──────── Stored records ────────
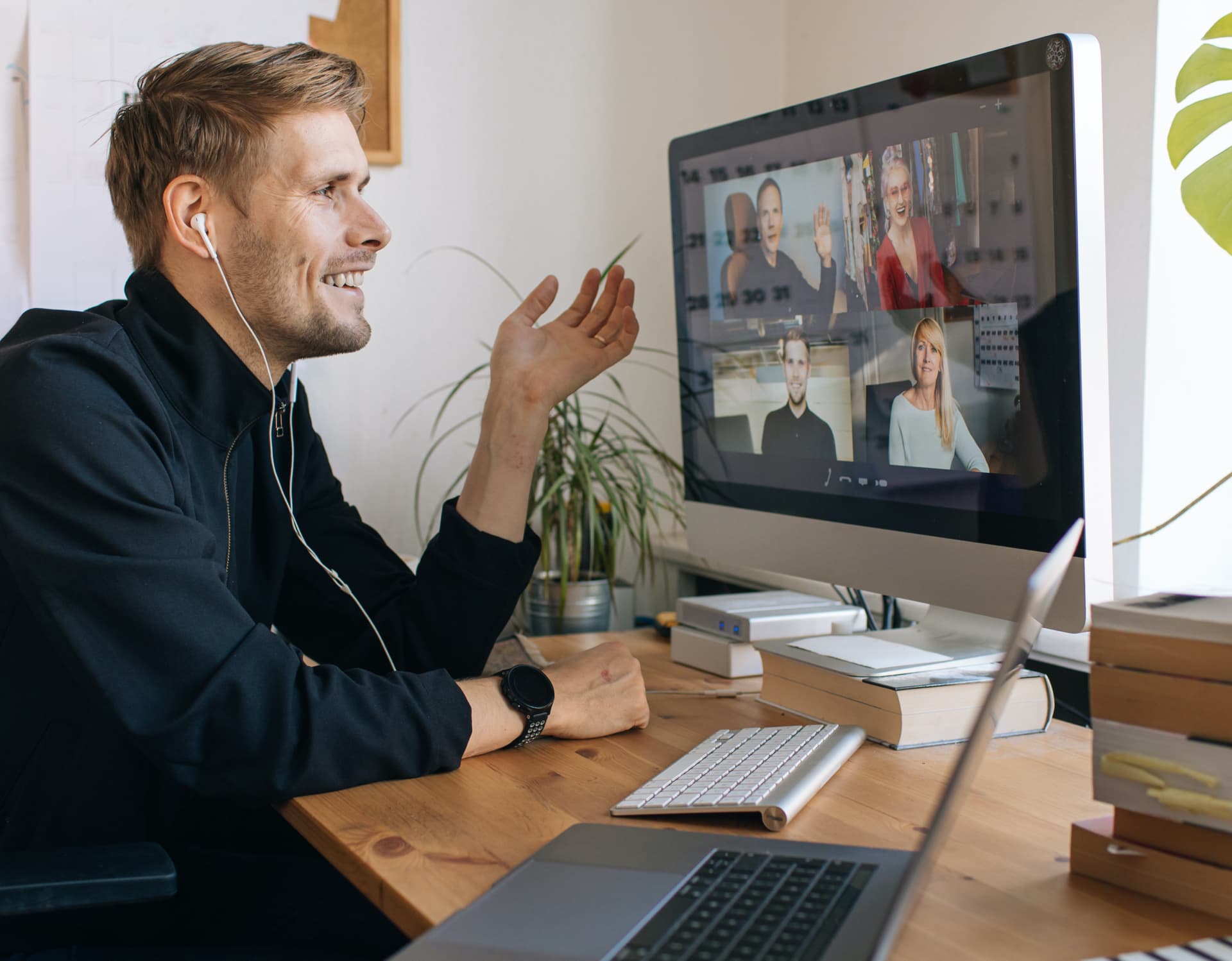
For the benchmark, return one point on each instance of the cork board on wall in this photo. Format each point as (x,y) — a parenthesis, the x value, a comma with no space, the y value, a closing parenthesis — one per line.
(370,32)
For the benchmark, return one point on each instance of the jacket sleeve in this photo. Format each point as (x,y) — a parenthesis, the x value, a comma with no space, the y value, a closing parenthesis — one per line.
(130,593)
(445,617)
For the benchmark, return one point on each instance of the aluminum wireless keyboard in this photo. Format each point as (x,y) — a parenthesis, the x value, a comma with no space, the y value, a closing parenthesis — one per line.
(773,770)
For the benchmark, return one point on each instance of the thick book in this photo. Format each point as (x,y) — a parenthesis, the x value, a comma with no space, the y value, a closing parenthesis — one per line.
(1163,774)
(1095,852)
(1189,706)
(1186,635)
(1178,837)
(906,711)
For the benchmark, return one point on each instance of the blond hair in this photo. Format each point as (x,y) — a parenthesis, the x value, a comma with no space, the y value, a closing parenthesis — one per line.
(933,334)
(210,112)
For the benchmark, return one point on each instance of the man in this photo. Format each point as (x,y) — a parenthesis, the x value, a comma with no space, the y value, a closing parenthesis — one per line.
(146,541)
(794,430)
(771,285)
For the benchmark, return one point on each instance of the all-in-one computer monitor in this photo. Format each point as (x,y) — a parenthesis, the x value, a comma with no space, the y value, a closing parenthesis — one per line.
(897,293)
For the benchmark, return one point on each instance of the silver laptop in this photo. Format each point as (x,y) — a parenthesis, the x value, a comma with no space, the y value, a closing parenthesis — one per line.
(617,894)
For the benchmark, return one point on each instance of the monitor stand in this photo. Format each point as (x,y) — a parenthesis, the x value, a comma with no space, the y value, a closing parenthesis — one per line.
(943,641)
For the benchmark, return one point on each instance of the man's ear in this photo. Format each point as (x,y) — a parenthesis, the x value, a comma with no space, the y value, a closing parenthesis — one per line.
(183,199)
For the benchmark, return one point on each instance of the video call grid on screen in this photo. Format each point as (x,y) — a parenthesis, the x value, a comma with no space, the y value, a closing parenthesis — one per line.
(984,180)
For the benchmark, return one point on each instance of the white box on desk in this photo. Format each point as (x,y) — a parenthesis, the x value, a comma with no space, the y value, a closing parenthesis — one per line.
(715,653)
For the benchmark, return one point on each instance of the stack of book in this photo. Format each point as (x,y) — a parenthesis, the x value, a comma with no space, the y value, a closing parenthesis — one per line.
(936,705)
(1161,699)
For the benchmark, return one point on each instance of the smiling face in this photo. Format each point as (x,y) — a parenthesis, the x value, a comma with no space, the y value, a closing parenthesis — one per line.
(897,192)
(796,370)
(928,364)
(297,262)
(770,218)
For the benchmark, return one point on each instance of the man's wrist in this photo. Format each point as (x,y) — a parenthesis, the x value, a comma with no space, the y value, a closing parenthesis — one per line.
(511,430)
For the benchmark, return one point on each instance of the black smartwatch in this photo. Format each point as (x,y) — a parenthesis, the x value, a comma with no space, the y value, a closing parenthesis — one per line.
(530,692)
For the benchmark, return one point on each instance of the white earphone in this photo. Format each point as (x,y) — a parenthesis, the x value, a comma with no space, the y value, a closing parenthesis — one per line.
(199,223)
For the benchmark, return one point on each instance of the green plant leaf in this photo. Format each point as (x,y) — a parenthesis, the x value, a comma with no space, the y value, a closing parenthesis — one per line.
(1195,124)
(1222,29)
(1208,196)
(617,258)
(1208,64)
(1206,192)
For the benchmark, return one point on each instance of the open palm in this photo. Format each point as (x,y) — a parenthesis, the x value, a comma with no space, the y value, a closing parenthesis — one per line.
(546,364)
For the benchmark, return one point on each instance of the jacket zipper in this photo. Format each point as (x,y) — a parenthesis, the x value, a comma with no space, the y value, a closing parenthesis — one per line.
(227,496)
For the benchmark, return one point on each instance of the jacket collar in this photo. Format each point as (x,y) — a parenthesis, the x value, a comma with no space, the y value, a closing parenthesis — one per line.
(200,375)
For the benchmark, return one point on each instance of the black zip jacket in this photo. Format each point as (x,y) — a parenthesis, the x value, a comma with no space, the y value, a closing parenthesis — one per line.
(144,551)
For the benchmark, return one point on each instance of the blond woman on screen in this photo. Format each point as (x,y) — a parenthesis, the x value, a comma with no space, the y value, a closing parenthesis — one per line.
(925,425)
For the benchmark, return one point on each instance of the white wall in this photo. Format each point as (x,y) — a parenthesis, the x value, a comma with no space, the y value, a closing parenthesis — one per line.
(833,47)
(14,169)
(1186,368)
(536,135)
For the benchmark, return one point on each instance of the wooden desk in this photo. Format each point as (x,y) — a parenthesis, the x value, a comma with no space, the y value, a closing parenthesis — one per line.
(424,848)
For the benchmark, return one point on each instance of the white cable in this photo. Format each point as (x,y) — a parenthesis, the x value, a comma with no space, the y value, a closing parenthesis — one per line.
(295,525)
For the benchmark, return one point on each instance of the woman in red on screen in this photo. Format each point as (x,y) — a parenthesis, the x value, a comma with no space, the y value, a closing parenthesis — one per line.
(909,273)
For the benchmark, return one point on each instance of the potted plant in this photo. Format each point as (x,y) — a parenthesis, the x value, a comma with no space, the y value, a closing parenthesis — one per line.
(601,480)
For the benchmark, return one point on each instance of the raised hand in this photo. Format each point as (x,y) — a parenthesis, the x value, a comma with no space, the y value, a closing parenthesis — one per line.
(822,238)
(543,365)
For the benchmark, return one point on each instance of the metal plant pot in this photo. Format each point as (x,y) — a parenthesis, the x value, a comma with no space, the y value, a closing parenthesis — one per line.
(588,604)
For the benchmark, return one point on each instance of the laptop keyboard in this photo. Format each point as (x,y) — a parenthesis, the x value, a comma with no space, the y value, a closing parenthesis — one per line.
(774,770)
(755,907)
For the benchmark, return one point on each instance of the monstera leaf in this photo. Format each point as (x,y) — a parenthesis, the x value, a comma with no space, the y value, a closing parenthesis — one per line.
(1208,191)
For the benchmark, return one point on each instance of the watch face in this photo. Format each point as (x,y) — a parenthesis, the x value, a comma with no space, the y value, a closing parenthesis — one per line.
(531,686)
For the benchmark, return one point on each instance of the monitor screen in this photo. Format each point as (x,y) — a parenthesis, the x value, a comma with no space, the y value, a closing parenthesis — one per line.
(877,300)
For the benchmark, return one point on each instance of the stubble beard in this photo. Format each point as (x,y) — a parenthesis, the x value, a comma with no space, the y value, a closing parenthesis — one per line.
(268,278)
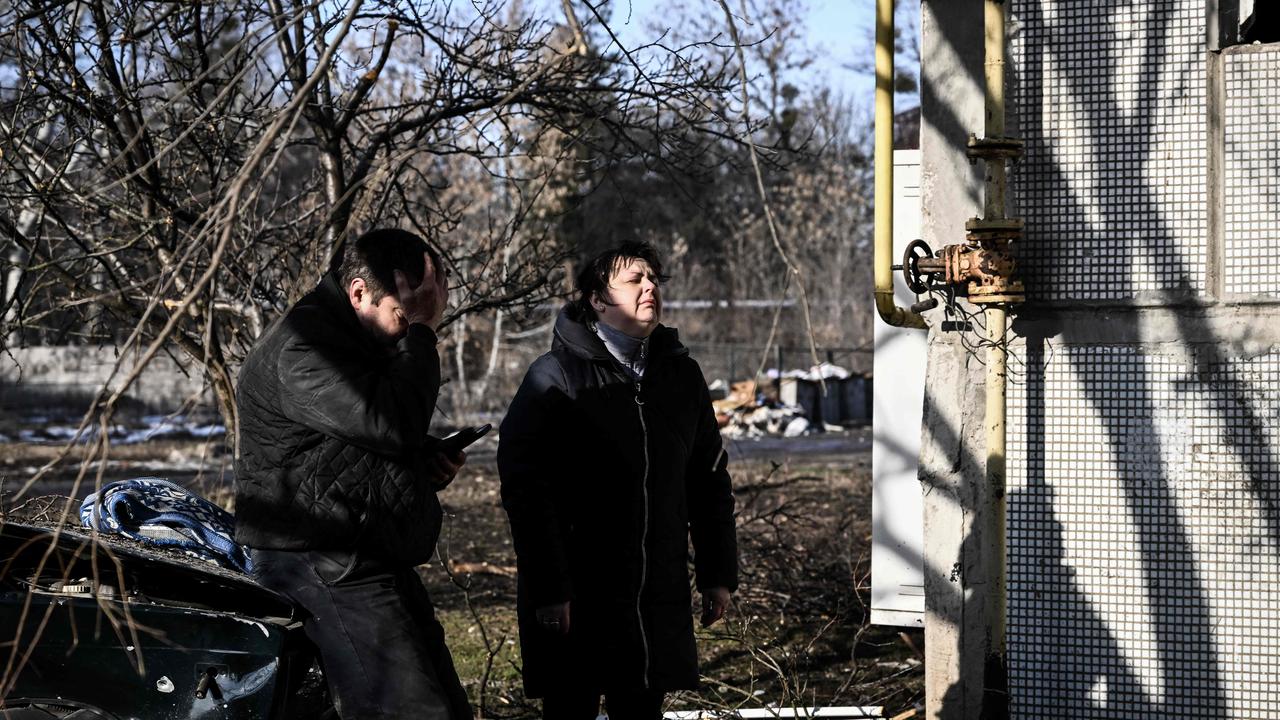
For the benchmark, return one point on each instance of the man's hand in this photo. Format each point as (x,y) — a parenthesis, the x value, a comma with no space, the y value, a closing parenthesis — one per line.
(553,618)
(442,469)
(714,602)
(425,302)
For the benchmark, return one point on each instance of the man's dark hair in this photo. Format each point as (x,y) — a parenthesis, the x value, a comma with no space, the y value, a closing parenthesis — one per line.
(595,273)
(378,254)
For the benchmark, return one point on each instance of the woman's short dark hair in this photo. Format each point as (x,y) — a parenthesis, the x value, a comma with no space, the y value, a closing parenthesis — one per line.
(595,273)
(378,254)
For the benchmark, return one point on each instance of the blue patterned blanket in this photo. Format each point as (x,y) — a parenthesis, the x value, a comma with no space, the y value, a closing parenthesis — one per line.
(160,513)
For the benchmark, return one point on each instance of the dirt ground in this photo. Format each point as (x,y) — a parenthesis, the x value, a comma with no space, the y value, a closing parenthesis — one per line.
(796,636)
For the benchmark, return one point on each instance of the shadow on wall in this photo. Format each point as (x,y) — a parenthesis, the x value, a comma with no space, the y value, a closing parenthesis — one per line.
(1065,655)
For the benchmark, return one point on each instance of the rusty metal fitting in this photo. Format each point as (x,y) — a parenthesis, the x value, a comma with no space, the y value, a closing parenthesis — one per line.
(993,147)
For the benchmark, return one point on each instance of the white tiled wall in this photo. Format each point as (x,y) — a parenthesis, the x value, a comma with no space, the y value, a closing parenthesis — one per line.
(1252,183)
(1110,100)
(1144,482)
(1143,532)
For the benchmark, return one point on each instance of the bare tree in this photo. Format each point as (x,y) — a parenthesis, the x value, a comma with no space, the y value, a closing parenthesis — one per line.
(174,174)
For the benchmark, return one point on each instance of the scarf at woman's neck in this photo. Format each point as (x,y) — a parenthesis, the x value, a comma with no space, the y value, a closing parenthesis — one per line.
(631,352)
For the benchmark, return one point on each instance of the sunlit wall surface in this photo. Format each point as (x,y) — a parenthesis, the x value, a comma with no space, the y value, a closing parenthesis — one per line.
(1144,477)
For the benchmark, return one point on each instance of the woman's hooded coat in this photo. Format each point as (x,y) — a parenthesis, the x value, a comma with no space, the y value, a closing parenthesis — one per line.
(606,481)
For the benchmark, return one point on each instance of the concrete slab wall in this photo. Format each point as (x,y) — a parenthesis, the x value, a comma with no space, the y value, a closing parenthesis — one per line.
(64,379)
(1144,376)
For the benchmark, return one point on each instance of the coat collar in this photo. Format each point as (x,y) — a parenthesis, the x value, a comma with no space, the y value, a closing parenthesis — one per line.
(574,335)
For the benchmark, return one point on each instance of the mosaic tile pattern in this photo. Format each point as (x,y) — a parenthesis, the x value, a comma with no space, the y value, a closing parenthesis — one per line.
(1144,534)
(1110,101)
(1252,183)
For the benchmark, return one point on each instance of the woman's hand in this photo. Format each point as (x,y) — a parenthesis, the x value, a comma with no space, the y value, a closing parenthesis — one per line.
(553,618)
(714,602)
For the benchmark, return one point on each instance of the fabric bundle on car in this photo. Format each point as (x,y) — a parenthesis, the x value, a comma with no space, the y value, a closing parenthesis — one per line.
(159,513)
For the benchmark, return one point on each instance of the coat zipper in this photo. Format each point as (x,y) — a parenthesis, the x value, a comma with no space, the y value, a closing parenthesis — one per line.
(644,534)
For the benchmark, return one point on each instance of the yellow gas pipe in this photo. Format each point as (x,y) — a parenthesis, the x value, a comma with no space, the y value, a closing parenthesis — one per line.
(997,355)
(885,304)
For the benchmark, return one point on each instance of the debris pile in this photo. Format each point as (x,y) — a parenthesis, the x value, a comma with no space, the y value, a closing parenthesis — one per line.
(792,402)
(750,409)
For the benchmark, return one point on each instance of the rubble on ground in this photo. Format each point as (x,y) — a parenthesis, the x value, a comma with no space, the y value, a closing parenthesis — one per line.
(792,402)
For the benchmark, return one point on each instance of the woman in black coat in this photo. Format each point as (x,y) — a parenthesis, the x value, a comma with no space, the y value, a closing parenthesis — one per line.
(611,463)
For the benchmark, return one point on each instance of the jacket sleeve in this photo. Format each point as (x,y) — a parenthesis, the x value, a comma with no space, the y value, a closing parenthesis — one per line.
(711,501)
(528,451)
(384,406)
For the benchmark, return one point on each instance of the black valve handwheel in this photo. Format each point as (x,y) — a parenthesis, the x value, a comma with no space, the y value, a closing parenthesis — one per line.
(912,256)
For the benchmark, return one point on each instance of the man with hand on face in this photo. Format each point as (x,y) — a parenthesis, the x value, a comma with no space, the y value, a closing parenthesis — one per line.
────────
What the exercise asks —
Take the lines above from the one holding "the black valve" to the last and output them exactly.

The answer —
For the benchmark, return one point on each instance of the black valve handwheel in this photo. Format each point as (x,y) — a parenthesis, the x value, a comma with no space, the y value, a closing parenthesis — one per line.
(912,256)
For the benchmark, return one point on each instance of the man with hand on face in this photo. Format each point as (x,y) — a parenthesis, the x value, a comma with no space, the y value, a closing parenthesis — one per line.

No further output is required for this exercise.